Required work:
Return every line of the entries below that contains the string "lamp". Matching is case-sensitive.

___ Provided entries ___

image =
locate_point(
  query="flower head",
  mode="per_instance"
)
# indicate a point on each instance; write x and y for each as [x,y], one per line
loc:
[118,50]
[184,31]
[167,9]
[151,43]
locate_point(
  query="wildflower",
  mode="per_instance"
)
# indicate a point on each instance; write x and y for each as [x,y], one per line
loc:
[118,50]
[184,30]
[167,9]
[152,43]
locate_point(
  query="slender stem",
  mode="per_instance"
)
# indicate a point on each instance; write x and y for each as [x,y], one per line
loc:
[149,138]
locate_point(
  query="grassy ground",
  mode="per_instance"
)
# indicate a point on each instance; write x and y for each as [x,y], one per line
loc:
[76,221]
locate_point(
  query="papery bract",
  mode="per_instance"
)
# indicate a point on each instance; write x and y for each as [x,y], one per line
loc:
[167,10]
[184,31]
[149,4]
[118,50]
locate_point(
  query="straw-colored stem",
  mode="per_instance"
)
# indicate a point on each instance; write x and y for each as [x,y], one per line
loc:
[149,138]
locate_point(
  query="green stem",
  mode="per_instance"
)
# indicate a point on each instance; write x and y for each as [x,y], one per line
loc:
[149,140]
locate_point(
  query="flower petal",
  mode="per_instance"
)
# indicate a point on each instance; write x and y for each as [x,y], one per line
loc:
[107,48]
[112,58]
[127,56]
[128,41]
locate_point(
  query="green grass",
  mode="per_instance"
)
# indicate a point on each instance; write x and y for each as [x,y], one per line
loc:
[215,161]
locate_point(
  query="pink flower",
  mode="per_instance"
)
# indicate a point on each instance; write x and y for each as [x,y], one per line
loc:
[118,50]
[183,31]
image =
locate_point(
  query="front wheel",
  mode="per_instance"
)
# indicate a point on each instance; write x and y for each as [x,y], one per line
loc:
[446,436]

___
___ Provided entries ___

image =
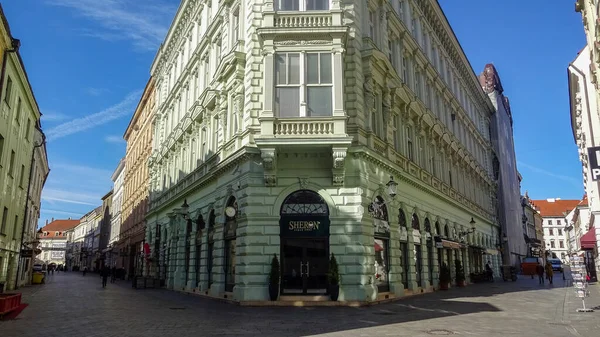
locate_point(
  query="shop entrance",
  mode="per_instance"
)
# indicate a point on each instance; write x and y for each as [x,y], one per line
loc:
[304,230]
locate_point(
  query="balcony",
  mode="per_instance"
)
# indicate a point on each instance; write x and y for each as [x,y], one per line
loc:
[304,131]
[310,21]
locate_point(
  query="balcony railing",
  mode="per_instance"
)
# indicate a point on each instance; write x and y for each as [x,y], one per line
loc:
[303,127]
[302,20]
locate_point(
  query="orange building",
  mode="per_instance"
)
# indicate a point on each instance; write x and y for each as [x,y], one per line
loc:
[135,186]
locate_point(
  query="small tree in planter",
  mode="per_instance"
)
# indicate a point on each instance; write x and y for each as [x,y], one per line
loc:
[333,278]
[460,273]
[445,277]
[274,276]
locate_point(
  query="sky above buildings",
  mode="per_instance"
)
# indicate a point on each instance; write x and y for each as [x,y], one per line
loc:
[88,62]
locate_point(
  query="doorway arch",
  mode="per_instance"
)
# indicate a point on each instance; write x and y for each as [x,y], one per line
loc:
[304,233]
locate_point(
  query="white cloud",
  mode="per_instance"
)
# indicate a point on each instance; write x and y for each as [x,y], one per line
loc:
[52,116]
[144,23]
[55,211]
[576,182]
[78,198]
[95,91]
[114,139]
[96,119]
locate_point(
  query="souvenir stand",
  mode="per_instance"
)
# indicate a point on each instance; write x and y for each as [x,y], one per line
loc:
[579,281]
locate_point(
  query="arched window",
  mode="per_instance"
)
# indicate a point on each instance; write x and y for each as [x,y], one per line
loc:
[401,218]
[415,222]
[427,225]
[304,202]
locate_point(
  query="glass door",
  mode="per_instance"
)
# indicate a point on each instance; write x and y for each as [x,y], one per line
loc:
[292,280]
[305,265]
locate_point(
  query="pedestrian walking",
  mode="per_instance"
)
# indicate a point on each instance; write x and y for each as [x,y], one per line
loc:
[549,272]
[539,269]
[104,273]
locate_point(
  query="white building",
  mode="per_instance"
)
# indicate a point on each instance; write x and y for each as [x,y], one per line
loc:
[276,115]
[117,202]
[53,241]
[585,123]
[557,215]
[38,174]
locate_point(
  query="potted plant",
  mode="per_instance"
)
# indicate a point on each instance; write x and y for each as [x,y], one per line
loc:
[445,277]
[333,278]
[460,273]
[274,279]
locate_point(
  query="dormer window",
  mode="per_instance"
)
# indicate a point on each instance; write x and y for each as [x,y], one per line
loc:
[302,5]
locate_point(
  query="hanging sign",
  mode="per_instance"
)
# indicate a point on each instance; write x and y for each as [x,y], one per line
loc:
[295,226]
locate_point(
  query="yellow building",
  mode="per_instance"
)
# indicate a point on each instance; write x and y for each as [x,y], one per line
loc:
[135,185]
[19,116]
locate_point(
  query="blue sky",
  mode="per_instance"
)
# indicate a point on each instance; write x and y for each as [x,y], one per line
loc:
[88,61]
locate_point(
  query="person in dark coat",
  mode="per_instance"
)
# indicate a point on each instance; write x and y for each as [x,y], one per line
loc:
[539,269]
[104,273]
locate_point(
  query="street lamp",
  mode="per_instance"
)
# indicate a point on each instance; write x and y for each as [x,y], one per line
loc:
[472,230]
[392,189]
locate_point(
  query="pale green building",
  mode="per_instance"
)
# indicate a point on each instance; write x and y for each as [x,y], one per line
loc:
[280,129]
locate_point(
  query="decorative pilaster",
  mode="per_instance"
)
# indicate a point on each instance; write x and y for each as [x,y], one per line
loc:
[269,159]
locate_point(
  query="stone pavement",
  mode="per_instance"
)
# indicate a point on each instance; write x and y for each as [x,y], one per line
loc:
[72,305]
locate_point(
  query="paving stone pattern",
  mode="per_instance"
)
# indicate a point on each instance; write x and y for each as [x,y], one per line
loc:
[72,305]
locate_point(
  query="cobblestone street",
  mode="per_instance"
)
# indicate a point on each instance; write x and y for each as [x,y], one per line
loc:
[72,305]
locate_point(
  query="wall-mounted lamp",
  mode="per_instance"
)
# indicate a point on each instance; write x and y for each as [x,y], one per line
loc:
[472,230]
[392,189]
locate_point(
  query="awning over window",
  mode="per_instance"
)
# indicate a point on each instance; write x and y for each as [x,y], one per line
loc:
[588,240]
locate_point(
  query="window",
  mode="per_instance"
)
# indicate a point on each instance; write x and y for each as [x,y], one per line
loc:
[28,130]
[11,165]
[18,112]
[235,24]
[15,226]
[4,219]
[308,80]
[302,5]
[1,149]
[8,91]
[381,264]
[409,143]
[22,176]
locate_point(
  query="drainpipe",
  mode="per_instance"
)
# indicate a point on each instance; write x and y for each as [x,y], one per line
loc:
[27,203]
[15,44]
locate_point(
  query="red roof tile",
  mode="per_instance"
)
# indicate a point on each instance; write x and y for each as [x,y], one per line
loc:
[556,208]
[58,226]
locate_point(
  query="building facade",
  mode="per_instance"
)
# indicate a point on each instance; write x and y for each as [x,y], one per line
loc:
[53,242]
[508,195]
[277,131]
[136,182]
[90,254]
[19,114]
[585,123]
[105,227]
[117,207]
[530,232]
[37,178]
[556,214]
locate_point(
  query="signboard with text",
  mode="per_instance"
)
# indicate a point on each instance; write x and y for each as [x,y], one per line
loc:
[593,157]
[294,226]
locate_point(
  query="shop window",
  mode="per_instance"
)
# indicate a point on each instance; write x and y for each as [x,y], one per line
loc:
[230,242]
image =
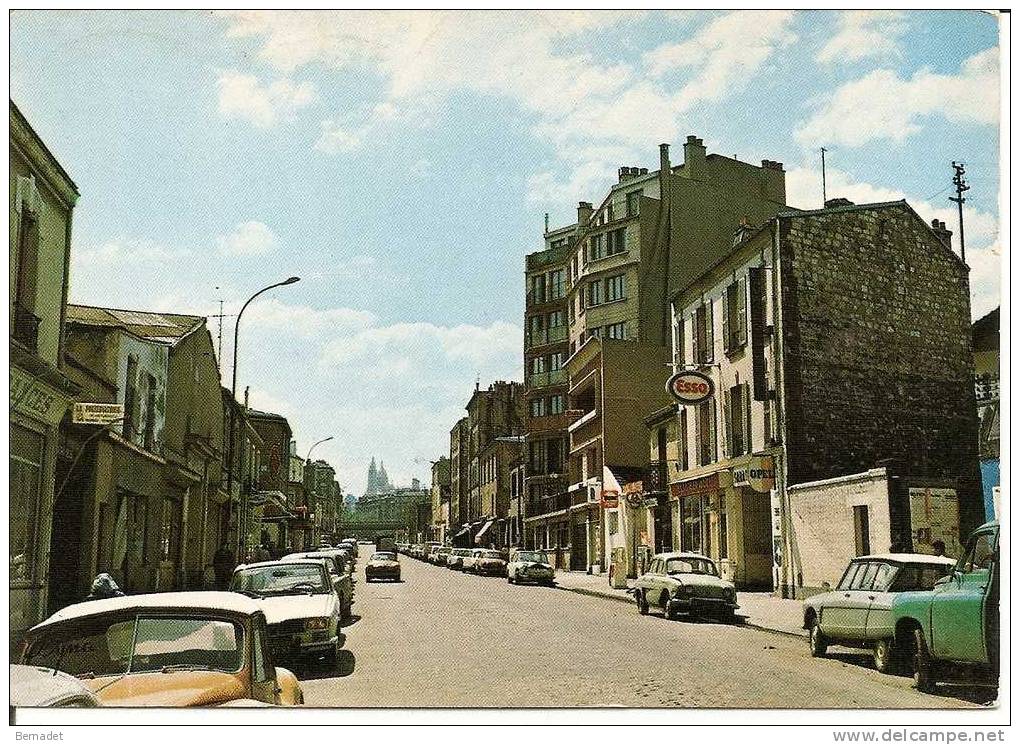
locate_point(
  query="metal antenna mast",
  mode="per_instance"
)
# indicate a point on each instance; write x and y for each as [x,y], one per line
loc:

___
___ Provided entries ___

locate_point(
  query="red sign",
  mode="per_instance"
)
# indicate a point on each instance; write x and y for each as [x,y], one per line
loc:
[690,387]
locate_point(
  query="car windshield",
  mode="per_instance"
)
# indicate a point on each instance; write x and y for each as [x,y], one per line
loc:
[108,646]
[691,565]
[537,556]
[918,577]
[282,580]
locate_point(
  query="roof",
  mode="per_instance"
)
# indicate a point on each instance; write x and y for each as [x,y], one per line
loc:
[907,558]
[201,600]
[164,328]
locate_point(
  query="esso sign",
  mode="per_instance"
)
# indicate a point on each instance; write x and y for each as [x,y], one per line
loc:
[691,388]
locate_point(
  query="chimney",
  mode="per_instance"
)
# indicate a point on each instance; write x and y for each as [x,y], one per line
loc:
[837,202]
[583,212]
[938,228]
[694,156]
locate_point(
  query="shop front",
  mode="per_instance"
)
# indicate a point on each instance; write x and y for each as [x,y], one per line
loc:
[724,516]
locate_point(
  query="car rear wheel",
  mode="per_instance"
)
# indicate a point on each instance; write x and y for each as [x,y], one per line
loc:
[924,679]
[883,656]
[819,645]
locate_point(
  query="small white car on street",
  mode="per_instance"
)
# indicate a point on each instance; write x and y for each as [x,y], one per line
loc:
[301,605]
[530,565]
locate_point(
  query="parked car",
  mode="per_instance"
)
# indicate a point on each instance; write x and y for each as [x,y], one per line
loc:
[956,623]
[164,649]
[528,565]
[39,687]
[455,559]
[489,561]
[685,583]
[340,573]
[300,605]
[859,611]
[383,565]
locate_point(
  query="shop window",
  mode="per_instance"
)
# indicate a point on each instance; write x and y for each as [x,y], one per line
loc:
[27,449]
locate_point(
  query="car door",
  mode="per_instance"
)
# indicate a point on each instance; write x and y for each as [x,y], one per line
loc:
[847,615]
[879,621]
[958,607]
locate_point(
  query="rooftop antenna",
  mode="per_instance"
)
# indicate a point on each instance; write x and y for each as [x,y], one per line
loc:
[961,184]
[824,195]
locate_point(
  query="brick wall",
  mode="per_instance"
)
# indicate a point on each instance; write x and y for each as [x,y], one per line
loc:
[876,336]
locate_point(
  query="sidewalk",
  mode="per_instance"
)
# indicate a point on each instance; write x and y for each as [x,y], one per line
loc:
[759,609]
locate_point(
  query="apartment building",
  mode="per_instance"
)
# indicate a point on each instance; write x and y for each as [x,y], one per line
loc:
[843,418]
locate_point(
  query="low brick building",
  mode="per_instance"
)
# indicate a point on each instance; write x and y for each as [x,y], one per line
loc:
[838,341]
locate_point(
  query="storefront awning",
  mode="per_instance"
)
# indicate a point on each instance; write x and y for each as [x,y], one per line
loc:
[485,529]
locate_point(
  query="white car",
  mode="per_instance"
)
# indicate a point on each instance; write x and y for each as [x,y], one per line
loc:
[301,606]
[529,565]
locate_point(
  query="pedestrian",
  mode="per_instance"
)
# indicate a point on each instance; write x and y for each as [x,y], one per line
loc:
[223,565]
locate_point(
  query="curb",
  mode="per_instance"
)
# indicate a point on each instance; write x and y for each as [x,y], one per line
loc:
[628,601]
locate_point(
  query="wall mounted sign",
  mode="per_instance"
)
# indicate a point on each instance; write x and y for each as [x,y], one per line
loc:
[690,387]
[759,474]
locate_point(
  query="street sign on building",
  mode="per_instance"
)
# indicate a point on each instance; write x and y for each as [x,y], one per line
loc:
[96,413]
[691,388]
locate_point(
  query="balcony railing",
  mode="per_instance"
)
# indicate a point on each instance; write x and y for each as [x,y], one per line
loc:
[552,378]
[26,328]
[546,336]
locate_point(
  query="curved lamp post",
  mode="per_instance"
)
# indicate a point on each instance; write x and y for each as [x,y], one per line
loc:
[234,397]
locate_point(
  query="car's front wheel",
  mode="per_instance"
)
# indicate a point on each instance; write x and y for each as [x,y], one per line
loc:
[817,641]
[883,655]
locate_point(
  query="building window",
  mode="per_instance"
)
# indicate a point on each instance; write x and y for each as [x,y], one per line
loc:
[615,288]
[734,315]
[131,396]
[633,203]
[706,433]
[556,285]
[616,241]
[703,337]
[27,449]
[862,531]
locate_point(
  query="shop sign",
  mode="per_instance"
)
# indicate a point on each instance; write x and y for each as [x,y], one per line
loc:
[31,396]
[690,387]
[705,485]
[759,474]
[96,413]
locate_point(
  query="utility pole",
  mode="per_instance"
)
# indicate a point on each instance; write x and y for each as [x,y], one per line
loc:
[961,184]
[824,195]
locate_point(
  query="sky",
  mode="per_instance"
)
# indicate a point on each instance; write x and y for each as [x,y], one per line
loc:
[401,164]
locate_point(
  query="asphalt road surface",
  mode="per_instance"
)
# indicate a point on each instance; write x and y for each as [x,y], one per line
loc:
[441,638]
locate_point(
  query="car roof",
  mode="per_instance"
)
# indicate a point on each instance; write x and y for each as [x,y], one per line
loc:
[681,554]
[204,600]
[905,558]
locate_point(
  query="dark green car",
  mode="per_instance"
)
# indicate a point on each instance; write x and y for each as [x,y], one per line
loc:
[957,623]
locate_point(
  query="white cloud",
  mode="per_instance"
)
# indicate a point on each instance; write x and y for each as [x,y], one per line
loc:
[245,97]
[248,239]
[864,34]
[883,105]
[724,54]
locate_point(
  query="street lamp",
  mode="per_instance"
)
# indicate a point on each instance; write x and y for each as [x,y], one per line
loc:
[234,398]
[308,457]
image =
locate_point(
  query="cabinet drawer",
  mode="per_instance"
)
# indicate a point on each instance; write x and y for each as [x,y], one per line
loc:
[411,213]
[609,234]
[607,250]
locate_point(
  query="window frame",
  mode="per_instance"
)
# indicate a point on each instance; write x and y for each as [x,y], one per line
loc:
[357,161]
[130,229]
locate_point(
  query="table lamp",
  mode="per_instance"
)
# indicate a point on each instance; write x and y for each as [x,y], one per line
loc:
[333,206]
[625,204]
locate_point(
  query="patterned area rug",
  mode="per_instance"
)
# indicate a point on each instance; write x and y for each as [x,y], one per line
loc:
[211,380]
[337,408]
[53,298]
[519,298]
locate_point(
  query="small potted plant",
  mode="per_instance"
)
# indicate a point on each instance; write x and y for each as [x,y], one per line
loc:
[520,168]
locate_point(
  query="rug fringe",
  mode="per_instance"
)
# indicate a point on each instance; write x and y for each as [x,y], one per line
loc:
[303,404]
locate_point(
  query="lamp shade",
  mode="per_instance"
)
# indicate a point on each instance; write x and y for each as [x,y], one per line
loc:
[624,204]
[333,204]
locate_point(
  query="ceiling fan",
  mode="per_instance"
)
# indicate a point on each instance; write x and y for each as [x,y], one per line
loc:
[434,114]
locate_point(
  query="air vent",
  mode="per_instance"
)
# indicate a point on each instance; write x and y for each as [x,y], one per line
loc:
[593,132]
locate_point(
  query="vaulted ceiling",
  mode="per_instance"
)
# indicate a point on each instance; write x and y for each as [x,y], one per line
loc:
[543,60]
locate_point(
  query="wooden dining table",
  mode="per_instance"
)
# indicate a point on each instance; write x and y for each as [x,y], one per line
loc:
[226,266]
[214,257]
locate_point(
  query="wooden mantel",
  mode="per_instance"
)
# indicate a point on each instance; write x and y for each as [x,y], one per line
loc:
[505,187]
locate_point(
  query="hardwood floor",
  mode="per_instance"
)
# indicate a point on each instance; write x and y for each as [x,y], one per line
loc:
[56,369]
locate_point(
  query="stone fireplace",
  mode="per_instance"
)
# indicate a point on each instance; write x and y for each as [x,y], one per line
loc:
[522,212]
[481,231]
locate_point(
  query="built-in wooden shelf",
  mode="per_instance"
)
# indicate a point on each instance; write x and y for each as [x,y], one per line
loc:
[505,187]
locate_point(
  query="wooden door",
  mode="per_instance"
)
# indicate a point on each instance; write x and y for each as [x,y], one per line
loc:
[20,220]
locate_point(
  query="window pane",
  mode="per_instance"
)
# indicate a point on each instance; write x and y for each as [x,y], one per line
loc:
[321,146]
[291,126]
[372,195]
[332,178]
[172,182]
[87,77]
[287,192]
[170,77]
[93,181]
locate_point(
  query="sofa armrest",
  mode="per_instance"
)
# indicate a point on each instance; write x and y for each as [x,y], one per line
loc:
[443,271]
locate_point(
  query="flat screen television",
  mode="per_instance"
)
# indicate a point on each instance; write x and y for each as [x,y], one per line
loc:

___

Response to this task:
  query="street lamp",
  query="wall-mounted lamp",
  query="curved lamp post",
  query="street lamp",
  query="table lamp",
  query="lamp shade",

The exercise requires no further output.